#### [What you are asked to do]
Rewrite the data below, from its start through the line containing "left=359, top=22, right=393, bottom=49", keeping every line and offsetting each bounding box coordinate by adding 37. Leave the pictures out.

#### [Information shown]
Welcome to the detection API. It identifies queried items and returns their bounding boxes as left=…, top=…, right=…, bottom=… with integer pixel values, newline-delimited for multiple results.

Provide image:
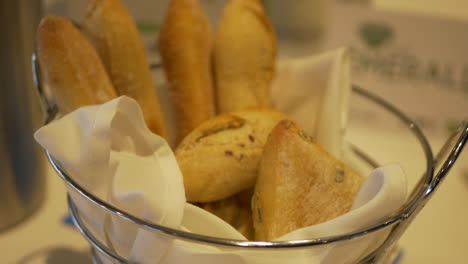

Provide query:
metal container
left=0, top=0, right=46, bottom=232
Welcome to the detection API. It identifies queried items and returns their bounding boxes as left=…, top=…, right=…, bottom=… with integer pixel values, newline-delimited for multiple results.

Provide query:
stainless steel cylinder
left=0, top=0, right=45, bottom=232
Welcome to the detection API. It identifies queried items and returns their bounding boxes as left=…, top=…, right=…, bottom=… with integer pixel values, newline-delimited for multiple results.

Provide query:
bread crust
left=175, top=109, right=286, bottom=202
left=158, top=0, right=215, bottom=143
left=36, top=15, right=117, bottom=114
left=82, top=0, right=167, bottom=138
left=252, top=120, right=364, bottom=241
left=214, top=0, right=276, bottom=113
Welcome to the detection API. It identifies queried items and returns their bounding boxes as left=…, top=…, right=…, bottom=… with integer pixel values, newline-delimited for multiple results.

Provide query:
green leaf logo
left=359, top=22, right=393, bottom=49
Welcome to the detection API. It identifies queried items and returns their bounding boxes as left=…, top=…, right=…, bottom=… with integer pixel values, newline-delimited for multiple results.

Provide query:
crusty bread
left=199, top=188, right=254, bottom=240
left=214, top=0, right=276, bottom=113
left=252, top=120, right=364, bottom=241
left=36, top=15, right=117, bottom=114
left=82, top=0, right=167, bottom=137
left=175, top=109, right=286, bottom=202
left=158, top=0, right=214, bottom=143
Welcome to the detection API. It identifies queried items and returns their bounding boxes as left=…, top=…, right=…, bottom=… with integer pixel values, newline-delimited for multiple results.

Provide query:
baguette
left=82, top=0, right=167, bottom=138
left=36, top=15, right=117, bottom=114
left=158, top=0, right=215, bottom=143
left=214, top=0, right=276, bottom=113
left=175, top=109, right=286, bottom=202
left=252, top=120, right=364, bottom=241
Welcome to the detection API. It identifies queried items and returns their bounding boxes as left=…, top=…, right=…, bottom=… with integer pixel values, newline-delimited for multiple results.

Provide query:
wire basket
left=33, top=50, right=468, bottom=263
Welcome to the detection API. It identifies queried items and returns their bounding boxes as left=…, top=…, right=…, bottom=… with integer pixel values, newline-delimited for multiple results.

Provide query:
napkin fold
left=35, top=49, right=406, bottom=264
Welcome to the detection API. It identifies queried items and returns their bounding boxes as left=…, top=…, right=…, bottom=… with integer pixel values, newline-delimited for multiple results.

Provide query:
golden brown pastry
left=175, top=109, right=286, bottom=202
left=36, top=15, right=117, bottom=114
left=252, top=120, right=364, bottom=241
left=159, top=0, right=214, bottom=142
left=82, top=0, right=167, bottom=138
left=199, top=188, right=254, bottom=240
left=214, top=0, right=276, bottom=113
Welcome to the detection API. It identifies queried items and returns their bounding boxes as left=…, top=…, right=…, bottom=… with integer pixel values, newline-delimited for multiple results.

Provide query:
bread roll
left=199, top=188, right=254, bottom=240
left=36, top=15, right=117, bottom=114
left=175, top=109, right=286, bottom=202
left=252, top=120, right=364, bottom=241
left=82, top=0, right=167, bottom=137
left=159, top=0, right=214, bottom=142
left=214, top=0, right=276, bottom=113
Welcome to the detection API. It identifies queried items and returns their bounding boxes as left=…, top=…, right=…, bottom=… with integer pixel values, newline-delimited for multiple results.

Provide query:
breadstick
left=252, top=120, right=364, bottom=241
left=82, top=0, right=167, bottom=137
left=214, top=0, right=276, bottom=113
left=159, top=0, right=214, bottom=142
left=36, top=15, right=117, bottom=114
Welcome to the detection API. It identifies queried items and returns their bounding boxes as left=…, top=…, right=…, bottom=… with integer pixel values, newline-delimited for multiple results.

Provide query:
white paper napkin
left=35, top=49, right=406, bottom=264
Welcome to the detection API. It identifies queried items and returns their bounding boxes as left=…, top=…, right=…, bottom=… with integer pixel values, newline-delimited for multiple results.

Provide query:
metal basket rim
left=46, top=85, right=434, bottom=249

#### [Written response]
Welcome to the detection API. It identifies queried items and returns their bounding boxes as left=…, top=…, right=…, bottom=… with integer pixel values, newline-delimited for multiple results.

Provide image:

Provide query:
metal container
left=37, top=37, right=83, bottom=269
Welcome to the detection API. It identifies queried items and returns their bounding boxes as left=…, top=…, right=…, bottom=… with integer pixel values, newline-delimited for multiple results.

Provide query:
stainless steel cylinder
left=37, top=37, right=82, bottom=269
Welcome to the detection API. It identifies queried items and returns their bounding boxes as left=…, top=…, right=…, bottom=… with integer pixel values, newline-delimited for multiple results.

Provide query:
bread crust
left=212, top=146, right=323, bottom=239
left=195, top=37, right=252, bottom=180
left=73, top=52, right=154, bottom=151
left=119, top=37, right=204, bottom=175
left=289, top=157, right=401, bottom=278
left=251, top=37, right=313, bottom=150
Welcome to the detection API. It identifies queried items and returns their bounding boxes as left=…, top=…, right=…, bottom=… with integer pixel values, newline-delimited for multiple results.

Provide query:
green leaf logo
left=396, top=59, right=430, bottom=86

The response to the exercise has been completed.